SUPPLIED RECORDS -
────────────────────────────────────────

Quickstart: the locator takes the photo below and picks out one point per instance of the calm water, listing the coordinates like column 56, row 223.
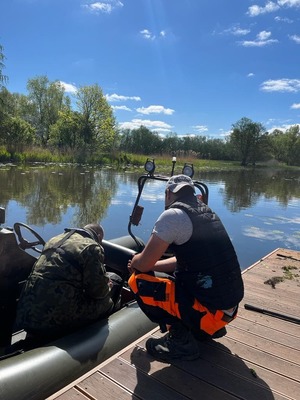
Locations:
column 260, row 209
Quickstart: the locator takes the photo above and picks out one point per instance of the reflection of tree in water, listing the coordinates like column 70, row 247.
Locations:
column 243, row 189
column 47, row 192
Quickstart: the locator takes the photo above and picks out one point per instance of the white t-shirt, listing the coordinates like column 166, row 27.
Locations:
column 173, row 226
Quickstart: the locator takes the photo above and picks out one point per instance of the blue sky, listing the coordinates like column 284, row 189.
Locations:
column 184, row 66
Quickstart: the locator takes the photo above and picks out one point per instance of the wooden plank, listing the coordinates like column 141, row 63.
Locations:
column 102, row 388
column 266, row 321
column 173, row 377
column 259, row 359
column 230, row 369
column 72, row 394
column 140, row 384
column 273, row 341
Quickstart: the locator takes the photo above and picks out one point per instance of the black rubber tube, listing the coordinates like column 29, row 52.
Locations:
column 272, row 313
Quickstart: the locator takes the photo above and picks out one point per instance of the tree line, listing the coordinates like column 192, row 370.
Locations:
column 46, row 118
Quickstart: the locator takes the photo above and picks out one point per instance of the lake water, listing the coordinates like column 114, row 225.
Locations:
column 260, row 209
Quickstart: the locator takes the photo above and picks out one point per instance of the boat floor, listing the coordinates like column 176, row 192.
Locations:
column 258, row 359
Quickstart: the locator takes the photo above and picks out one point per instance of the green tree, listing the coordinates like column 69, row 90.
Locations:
column 3, row 78
column 293, row 145
column 47, row 99
column 16, row 133
column 98, row 122
column 141, row 141
column 247, row 138
column 66, row 132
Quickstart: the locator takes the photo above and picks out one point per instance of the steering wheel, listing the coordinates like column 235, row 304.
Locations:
column 23, row 243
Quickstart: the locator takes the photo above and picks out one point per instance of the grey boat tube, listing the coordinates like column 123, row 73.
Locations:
column 39, row 373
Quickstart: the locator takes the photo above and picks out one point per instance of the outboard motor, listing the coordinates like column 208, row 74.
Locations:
column 15, row 266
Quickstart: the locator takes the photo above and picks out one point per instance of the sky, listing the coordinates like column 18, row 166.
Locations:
column 190, row 67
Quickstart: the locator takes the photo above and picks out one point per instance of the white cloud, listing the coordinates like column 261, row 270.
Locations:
column 237, row 31
column 200, row 128
column 280, row 19
column 155, row 110
column 295, row 106
column 255, row 10
column 117, row 97
column 121, row 108
column 153, row 125
column 147, row 34
column 289, row 3
column 106, row 6
column 271, row 6
column 262, row 39
column 69, row 87
column 295, row 38
column 281, row 85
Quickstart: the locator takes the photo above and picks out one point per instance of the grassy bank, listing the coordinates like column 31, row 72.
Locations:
column 125, row 161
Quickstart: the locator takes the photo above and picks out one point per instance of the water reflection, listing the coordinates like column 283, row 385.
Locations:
column 259, row 208
column 243, row 189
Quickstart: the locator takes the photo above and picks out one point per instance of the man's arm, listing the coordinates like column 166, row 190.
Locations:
column 95, row 281
column 149, row 258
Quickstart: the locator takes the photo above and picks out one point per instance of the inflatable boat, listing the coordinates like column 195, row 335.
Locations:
column 35, row 370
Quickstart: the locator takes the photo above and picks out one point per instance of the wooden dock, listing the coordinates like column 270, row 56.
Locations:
column 258, row 359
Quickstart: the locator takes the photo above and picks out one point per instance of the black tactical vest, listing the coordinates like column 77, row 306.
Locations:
column 207, row 265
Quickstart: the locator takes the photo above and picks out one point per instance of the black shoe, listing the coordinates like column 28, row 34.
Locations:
column 201, row 336
column 220, row 333
column 178, row 343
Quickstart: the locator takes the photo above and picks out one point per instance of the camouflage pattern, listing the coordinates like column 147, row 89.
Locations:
column 67, row 288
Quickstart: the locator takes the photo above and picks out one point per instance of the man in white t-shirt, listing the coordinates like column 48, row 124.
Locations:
column 201, row 285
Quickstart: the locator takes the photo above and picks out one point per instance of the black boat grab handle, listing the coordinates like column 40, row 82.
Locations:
column 272, row 313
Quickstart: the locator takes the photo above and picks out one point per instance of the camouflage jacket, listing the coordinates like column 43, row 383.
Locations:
column 67, row 288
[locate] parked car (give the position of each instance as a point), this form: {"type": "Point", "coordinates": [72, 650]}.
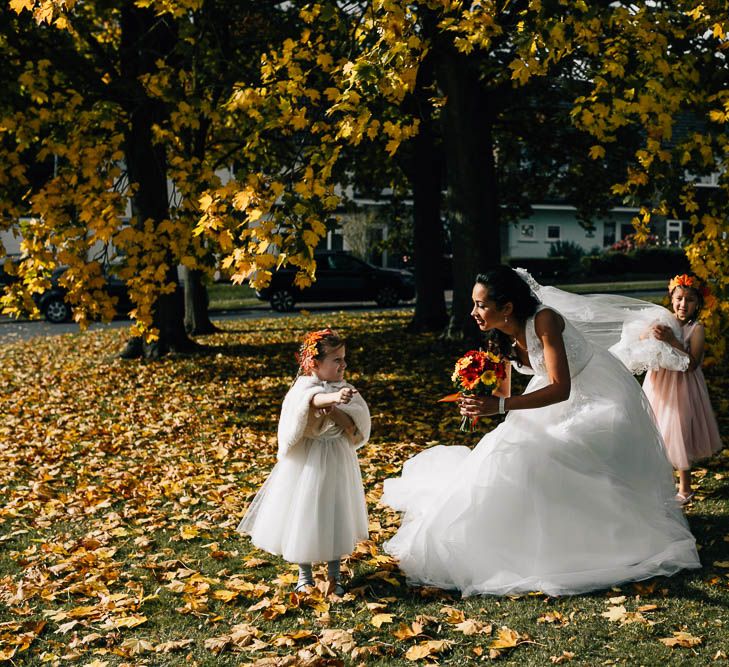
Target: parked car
{"type": "Point", "coordinates": [340, 277]}
{"type": "Point", "coordinates": [52, 303]}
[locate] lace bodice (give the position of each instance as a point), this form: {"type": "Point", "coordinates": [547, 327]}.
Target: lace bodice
{"type": "Point", "coordinates": [579, 350]}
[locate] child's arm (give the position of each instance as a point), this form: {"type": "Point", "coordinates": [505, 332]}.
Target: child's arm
{"type": "Point", "coordinates": [327, 400]}
{"type": "Point", "coordinates": [696, 347]}
{"type": "Point", "coordinates": [343, 420]}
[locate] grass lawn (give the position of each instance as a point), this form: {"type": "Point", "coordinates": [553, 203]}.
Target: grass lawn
{"type": "Point", "coordinates": [226, 296]}
{"type": "Point", "coordinates": [123, 482]}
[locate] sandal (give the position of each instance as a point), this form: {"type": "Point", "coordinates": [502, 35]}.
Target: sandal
{"type": "Point", "coordinates": [684, 500]}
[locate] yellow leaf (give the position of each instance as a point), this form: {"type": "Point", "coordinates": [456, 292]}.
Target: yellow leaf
{"type": "Point", "coordinates": [378, 619]}
{"type": "Point", "coordinates": [225, 595]}
{"type": "Point", "coordinates": [19, 5]}
{"type": "Point", "coordinates": [505, 638]}
{"type": "Point", "coordinates": [614, 614]}
{"type": "Point", "coordinates": [425, 649]}
{"type": "Point", "coordinates": [683, 639]}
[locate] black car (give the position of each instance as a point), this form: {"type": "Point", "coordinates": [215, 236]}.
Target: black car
{"type": "Point", "coordinates": [340, 277]}
{"type": "Point", "coordinates": [52, 303]}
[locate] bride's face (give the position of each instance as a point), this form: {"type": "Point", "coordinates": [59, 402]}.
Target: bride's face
{"type": "Point", "coordinates": [485, 311]}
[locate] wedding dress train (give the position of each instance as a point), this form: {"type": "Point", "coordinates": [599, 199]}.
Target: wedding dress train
{"type": "Point", "coordinates": [563, 499]}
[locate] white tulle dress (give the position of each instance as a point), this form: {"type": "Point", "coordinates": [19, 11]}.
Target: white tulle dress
{"type": "Point", "coordinates": [312, 506]}
{"type": "Point", "coordinates": [563, 499]}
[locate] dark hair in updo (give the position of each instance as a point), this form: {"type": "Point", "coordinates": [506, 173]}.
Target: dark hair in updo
{"type": "Point", "coordinates": [506, 286]}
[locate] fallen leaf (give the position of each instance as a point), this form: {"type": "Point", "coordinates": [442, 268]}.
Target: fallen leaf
{"type": "Point", "coordinates": [378, 619]}
{"type": "Point", "coordinates": [683, 639]}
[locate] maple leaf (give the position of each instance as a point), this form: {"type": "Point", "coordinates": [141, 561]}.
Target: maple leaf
{"type": "Point", "coordinates": [378, 619]}
{"type": "Point", "coordinates": [681, 638]}
{"type": "Point", "coordinates": [427, 649]}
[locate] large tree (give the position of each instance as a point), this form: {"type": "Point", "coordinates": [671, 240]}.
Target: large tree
{"type": "Point", "coordinates": [125, 100]}
{"type": "Point", "coordinates": [493, 65]}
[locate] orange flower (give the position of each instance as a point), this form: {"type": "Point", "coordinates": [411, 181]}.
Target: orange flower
{"type": "Point", "coordinates": [692, 282]}
{"type": "Point", "coordinates": [309, 348]}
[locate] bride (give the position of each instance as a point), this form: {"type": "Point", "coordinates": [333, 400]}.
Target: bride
{"type": "Point", "coordinates": [571, 493]}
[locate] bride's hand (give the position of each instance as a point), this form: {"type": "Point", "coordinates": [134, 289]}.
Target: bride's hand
{"type": "Point", "coordinates": [478, 406]}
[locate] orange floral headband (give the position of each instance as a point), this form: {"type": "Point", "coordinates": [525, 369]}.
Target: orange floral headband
{"type": "Point", "coordinates": [687, 281]}
{"type": "Point", "coordinates": [309, 348]}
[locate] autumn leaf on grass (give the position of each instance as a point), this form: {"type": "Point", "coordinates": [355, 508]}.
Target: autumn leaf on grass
{"type": "Point", "coordinates": [453, 615]}
{"type": "Point", "coordinates": [473, 627]}
{"type": "Point", "coordinates": [217, 644]}
{"type": "Point", "coordinates": [379, 619]}
{"type": "Point", "coordinates": [189, 532]}
{"type": "Point", "coordinates": [290, 638]}
{"type": "Point", "coordinates": [426, 649]}
{"type": "Point", "coordinates": [506, 639]}
{"type": "Point", "coordinates": [683, 639]}
{"type": "Point", "coordinates": [340, 640]}
{"type": "Point", "coordinates": [621, 615]}
{"type": "Point", "coordinates": [225, 595]}
{"type": "Point", "coordinates": [555, 617]}
{"type": "Point", "coordinates": [124, 622]}
{"type": "Point", "coordinates": [174, 645]}
{"type": "Point", "coordinates": [405, 631]}
{"type": "Point", "coordinates": [615, 614]}
{"type": "Point", "coordinates": [133, 646]}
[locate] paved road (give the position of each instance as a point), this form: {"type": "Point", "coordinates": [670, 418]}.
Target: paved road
{"type": "Point", "coordinates": [12, 330]}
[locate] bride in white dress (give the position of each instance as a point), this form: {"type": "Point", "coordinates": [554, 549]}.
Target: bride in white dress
{"type": "Point", "coordinates": [572, 492]}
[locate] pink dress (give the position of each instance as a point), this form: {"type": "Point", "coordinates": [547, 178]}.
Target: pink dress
{"type": "Point", "coordinates": [680, 401]}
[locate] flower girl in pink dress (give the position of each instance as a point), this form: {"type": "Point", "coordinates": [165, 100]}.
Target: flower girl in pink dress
{"type": "Point", "coordinates": [680, 400]}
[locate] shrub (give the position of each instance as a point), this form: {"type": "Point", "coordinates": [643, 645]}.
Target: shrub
{"type": "Point", "coordinates": [644, 260]}
{"type": "Point", "coordinates": [542, 267]}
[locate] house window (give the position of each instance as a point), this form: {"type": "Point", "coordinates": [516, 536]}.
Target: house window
{"type": "Point", "coordinates": [526, 231]}
{"type": "Point", "coordinates": [608, 234]}
{"type": "Point", "coordinates": [674, 232]}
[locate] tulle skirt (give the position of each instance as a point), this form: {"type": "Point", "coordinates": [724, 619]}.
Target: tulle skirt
{"type": "Point", "coordinates": [563, 499]}
{"type": "Point", "coordinates": [683, 412]}
{"type": "Point", "coordinates": [312, 506]}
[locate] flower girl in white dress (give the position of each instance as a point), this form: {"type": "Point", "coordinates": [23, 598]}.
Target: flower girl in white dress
{"type": "Point", "coordinates": [572, 492]}
{"type": "Point", "coordinates": [312, 506]}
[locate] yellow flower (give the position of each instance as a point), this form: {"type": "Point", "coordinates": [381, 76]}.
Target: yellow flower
{"type": "Point", "coordinates": [488, 377]}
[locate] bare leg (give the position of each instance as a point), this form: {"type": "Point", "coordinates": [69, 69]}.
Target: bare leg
{"type": "Point", "coordinates": [684, 482]}
{"type": "Point", "coordinates": [334, 578]}
{"type": "Point", "coordinates": [306, 578]}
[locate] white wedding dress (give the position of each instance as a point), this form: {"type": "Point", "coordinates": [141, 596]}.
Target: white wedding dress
{"type": "Point", "coordinates": [563, 499]}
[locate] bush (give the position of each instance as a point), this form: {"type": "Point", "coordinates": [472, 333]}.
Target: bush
{"type": "Point", "coordinates": [645, 260]}
{"type": "Point", "coordinates": [542, 267]}
{"type": "Point", "coordinates": [568, 249]}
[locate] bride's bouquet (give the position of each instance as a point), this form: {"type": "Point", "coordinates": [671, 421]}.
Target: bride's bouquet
{"type": "Point", "coordinates": [477, 373]}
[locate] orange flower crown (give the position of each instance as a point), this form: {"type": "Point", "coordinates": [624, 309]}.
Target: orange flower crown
{"type": "Point", "coordinates": [687, 281]}
{"type": "Point", "coordinates": [310, 348]}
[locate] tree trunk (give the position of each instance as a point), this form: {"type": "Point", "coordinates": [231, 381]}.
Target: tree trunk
{"type": "Point", "coordinates": [146, 37]}
{"type": "Point", "coordinates": [197, 317]}
{"type": "Point", "coordinates": [430, 307]}
{"type": "Point", "coordinates": [468, 119]}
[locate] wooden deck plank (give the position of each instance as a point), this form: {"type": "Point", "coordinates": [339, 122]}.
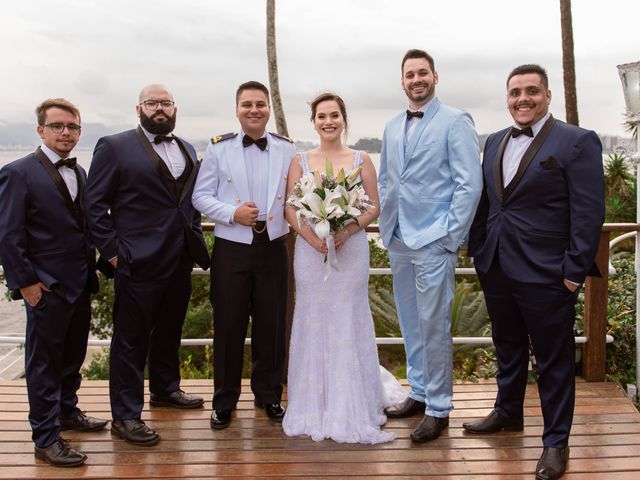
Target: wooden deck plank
{"type": "Point", "coordinates": [605, 442]}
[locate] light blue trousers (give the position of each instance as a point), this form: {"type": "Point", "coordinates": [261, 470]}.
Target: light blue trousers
{"type": "Point", "coordinates": [423, 285]}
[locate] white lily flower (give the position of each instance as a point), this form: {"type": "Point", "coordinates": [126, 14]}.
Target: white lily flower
{"type": "Point", "coordinates": [323, 229]}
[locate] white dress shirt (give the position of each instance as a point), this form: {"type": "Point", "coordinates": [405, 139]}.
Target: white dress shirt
{"type": "Point", "coordinates": [515, 148]}
{"type": "Point", "coordinates": [169, 152]}
{"type": "Point", "coordinates": [257, 164]}
{"type": "Point", "coordinates": [67, 173]}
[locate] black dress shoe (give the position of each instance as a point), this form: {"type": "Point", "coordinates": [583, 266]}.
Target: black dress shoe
{"type": "Point", "coordinates": [220, 419]}
{"type": "Point", "coordinates": [60, 454]}
{"type": "Point", "coordinates": [177, 399]}
{"type": "Point", "coordinates": [83, 423]}
{"type": "Point", "coordinates": [408, 408]}
{"type": "Point", "coordinates": [494, 422]}
{"type": "Point", "coordinates": [552, 463]}
{"type": "Point", "coordinates": [135, 431]}
{"type": "Point", "coordinates": [275, 411]}
{"type": "Point", "coordinates": [429, 428]}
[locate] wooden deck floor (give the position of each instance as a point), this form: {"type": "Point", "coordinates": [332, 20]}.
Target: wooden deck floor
{"type": "Point", "coordinates": [605, 442]}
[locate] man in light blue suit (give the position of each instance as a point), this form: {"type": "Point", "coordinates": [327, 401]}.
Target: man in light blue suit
{"type": "Point", "coordinates": [430, 183]}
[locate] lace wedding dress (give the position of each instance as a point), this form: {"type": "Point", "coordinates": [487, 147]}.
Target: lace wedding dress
{"type": "Point", "coordinates": [335, 388]}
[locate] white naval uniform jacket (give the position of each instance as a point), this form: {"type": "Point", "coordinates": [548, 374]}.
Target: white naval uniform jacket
{"type": "Point", "coordinates": [222, 186]}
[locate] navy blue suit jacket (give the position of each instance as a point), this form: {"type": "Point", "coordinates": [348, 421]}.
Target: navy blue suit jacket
{"type": "Point", "coordinates": [41, 238]}
{"type": "Point", "coordinates": [132, 213]}
{"type": "Point", "coordinates": [545, 225]}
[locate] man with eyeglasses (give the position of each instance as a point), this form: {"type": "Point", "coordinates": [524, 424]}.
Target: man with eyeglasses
{"type": "Point", "coordinates": [49, 261]}
{"type": "Point", "coordinates": [142, 221]}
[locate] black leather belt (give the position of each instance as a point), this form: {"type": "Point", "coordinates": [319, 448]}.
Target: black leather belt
{"type": "Point", "coordinates": [260, 233]}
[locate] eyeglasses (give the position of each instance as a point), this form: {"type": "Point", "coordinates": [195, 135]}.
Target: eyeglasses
{"type": "Point", "coordinates": [153, 104]}
{"type": "Point", "coordinates": [59, 127]}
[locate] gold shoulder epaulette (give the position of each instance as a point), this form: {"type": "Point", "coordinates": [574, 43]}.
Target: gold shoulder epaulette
{"type": "Point", "coordinates": [222, 138]}
{"type": "Point", "coordinates": [277, 135]}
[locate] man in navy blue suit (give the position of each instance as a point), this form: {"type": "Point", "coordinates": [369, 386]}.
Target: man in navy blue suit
{"type": "Point", "coordinates": [49, 261]}
{"type": "Point", "coordinates": [534, 240]}
{"type": "Point", "coordinates": [140, 214]}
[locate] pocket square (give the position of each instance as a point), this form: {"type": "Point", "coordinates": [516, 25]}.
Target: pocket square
{"type": "Point", "coordinates": [549, 163]}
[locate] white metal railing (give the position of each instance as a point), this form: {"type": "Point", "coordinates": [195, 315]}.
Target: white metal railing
{"type": "Point", "coordinates": [379, 340]}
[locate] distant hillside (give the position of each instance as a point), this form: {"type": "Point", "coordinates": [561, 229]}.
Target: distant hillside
{"type": "Point", "coordinates": [15, 136]}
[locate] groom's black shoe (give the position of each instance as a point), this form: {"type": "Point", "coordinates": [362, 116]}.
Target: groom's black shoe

────────────────────────────────────────

REQUIRED WORK - Look over the entries above. Copy every line that contains the word "groom".

ANSWER TO THIS EXERCISE -
[locate] groom's black shoe (give the position of each instance as a point), this form: {"type": "Point", "coordinates": [362, 116]}.
Target: groom's black shoe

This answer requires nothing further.